→ GIVEN INSTRUCTION
Copy out word for word each line of the records, beginning with the line that contains "Study the photograph above. For every instance of the handheld" and continuing through the last line of the records.

____ STORED DATA

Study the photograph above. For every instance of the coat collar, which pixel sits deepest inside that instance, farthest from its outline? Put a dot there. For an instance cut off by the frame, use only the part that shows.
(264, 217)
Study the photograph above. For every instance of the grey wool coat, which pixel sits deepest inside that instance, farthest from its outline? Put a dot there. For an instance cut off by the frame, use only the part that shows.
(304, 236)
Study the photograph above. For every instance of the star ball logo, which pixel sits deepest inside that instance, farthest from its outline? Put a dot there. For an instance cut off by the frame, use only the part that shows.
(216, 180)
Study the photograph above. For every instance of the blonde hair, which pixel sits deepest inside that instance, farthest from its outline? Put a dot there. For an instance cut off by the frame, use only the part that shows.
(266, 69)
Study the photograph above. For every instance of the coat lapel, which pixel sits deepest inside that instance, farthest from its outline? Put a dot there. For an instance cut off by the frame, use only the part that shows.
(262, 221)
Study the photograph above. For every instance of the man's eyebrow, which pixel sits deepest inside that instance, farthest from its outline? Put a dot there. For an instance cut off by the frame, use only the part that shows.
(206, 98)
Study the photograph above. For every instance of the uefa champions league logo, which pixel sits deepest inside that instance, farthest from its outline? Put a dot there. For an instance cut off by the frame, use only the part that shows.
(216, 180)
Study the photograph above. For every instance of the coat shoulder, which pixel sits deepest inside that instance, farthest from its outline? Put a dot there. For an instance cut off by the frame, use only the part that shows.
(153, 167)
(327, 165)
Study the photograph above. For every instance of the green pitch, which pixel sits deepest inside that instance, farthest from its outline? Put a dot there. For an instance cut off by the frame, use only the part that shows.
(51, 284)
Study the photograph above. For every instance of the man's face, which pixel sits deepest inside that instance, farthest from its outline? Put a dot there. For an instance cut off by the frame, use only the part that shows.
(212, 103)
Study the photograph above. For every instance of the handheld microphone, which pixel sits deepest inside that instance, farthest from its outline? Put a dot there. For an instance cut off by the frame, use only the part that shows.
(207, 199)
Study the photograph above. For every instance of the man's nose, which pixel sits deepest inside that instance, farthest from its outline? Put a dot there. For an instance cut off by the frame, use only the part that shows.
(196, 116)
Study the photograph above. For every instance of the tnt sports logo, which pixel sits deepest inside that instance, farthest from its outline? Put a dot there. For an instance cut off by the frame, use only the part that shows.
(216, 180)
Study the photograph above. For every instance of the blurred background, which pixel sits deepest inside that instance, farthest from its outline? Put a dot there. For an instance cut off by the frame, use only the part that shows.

________

→ SOLUTION TO THIS TASK
Study the photograph above. For every instance of the handheld microphone, which pixel sits deepest inside that instance, farthest from its outline? Put a dot there. For an instance cut off by the frame, use only the part that shows.
(207, 199)
Study the photograph above. For every instance of the man's nose, which pixel sits deepest inside that instance, farthest from its outline? Put a dot there. For an instance cut off by the frame, use only the part that shows.
(196, 116)
Study the photograph above. For every instance of the tnt sports logo, which pixel sits deepest inside that instance, farthest from its outline? Put a dot there. For an instance cut off by the frame, use only the part that shows.
(216, 180)
Study the photograph above. For every instance of the blurred background, which pixel sits deepest inside that instance, farthest from its outline? Put a dot there. For an instance cut off by the frame, use only the part that shows.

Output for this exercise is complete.